Supplied passage -
□ □ □
Kalamoutsos said his venues didn't receive federal relief money because of a joint venture partnership it reached just before the pandemic with Insomniac and Live Nation, a publicly traded company. He said that partnership gave his venues the financial stability to survive the pandemic, and he used the downtime to make venue improvements.
Echostage began requiring proof of vaccination or a negative test Aug. 21, a move Kalamoutsos said was necessary to make its staff and customers feel safe. He said he thinks D.C.'s music scene is in a better position than other areas where vaccination rates aren't as high.
The other D.C. dance club Kalamoutsos operates, Soundcheck, is now doing better than it was before the pandemic, he said, because he is scheduling more shows per week. He said he has also increased the number of bookings at Echostage, a strategy that has helped his business recovery financially.
"We’re definitely on the right path," he said. "We have a lot of shows. It's not rocket science. The more shows you do, the better you are, and we have a lot of shows right now."
Black Cat, a 10K SF venue on 14th Street NW that specializes in indie and alternative bands, reopened July 9. During the roughly 16 months the venue was closed, owner Dante Ferrando said he was losing $20K per month, including thousands in property tax payments because he owns the building and the city didn't exempt closed venues from paying taxes.
Ferrando said he was able to survive the pandemic because he had money in savings and because he received local and federal relief, including the federal grant for 45% of 2019 revenues.
"I’m happy it looks like D.C. survived with a lot of its venues intact because it was a pretty terrible situation," Ferrando said. "I'm grateful there was grant money on the table. That’s made a huge difference."
Since July, Black Cat has been hosting about two shows per week. He said business was strong the first month, with ticket sales slightly above the pre-pandemic average, but the rise in delta variant cases in August contributed to a slowdown in activity.
"The combination of the delta variant and everybody having had a chance to go out a little bit, now I’m seeing people picking and choosing much more carefully and seeing turnouts on the lower end of what I would expect," Ferrando said.
□ □ □
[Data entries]

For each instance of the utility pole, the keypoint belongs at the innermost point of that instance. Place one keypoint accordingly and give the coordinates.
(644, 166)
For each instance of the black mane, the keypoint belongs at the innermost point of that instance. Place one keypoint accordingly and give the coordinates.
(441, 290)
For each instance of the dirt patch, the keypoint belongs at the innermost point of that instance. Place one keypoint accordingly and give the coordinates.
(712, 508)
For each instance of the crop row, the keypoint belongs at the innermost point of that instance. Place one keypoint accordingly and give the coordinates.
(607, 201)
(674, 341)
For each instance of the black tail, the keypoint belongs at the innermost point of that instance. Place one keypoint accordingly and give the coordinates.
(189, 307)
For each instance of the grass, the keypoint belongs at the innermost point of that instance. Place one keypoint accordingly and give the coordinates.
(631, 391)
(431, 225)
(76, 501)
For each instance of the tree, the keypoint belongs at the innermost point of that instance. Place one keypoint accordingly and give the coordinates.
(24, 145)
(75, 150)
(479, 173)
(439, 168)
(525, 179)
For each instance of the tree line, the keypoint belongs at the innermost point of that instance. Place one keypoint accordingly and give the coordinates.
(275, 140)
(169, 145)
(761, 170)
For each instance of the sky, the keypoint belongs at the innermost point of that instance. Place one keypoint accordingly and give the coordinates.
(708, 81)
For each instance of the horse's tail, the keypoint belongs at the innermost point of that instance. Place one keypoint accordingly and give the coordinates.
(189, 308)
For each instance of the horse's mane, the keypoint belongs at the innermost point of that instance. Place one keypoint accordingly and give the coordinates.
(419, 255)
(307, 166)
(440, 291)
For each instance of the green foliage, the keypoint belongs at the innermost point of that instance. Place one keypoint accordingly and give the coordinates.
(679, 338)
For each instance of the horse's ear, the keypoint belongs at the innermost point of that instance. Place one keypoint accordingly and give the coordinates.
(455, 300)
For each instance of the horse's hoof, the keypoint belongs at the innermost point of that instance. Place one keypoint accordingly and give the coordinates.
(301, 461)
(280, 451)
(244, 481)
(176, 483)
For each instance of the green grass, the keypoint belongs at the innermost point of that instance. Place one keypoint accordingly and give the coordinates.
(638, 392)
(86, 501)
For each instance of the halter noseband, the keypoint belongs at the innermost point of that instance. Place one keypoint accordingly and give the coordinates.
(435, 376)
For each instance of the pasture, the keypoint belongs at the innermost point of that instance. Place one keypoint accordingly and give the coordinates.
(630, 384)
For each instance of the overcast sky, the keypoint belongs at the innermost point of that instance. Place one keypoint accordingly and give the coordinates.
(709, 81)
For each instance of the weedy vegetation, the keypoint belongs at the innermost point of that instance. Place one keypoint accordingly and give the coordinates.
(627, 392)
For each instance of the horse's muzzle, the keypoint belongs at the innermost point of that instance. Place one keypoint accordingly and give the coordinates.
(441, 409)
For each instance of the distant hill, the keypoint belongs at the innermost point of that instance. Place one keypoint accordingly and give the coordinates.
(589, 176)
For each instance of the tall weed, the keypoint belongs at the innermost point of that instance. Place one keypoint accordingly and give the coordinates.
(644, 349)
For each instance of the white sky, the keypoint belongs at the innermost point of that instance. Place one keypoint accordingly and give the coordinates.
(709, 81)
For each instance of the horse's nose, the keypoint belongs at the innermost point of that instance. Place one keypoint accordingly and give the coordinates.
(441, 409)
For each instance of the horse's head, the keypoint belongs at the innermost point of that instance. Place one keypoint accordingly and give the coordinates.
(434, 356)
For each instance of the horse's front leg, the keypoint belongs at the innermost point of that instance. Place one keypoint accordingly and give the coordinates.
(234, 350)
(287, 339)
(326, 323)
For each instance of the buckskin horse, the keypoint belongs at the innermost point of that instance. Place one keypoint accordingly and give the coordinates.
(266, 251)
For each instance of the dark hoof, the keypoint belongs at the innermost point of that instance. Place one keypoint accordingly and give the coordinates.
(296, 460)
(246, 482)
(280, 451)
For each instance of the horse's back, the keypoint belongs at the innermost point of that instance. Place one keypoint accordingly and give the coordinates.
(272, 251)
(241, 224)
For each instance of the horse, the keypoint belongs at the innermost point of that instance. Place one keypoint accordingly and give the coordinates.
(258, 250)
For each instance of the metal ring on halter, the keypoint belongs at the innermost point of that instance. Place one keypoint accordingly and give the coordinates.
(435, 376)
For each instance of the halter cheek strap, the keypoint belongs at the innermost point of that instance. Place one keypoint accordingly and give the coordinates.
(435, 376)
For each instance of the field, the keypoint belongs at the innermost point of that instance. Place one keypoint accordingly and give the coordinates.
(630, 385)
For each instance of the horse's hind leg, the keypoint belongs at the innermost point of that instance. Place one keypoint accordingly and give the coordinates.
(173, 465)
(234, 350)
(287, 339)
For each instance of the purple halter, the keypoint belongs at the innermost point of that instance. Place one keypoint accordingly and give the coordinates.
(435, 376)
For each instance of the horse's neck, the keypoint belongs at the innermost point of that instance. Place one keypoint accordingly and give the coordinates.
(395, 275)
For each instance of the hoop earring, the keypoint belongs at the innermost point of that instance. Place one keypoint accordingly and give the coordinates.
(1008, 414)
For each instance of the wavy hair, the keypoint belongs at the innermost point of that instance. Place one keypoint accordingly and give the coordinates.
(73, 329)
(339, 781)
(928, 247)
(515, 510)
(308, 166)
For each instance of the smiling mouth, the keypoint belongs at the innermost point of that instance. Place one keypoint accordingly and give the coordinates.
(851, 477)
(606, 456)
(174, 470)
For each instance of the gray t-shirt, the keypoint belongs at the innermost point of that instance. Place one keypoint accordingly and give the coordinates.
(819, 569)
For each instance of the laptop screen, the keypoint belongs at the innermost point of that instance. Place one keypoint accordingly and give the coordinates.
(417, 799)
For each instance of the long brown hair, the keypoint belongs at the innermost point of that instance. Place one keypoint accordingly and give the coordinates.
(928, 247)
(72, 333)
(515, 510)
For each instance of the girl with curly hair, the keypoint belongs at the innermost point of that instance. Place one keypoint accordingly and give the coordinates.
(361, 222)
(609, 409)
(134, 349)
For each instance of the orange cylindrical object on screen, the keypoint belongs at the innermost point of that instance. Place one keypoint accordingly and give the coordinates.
□ □ □
Required actions -
(a) In the article on D.C. music venues, rewrite the stretch from "Kalamoutsos said his" through "aren't as high.", changing "vaccination" to "vaccine".
(b) Name every music venue mentioned by name in the article on D.C. music venues.
Nothing in the data entries is needed for the work here.

Results for each task -
(a)
Kalamoutsos said his venues didn't receive federal relief money because of a joint venture partnership it reached just before the pandemic with Insomniac and Live Nation, a publicly traded company. He said that partnership gave his venues the financial stability to survive the pandemic, and he used the downtime to make venue improvements.
Echostage began requiring proof of vaccine or a negative test Aug. 21, a move Kalamoutsos said was necessary to make its staff and customers feel safe. He said he thinks D.C.'s music scene is in a better position than other areas where vaccine rates aren't as high.

(b) Echostage, Soundcheck, Black Cat